SET PROBLEM:
Print the data below line for line, changing nothing.
----- INPUT FOR THIS TASK -----
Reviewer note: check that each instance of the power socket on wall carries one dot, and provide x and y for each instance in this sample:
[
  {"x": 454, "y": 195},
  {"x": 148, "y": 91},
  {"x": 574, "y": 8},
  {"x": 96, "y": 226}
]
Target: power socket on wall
-----
ANSWER:
Reviewer note: check that each instance of the power socket on wall carries one dot, and provide x and y for each instance in this sample:
[
  {"x": 454, "y": 195},
  {"x": 148, "y": 91},
  {"x": 574, "y": 8},
  {"x": 96, "y": 226}
]
Target: power socket on wall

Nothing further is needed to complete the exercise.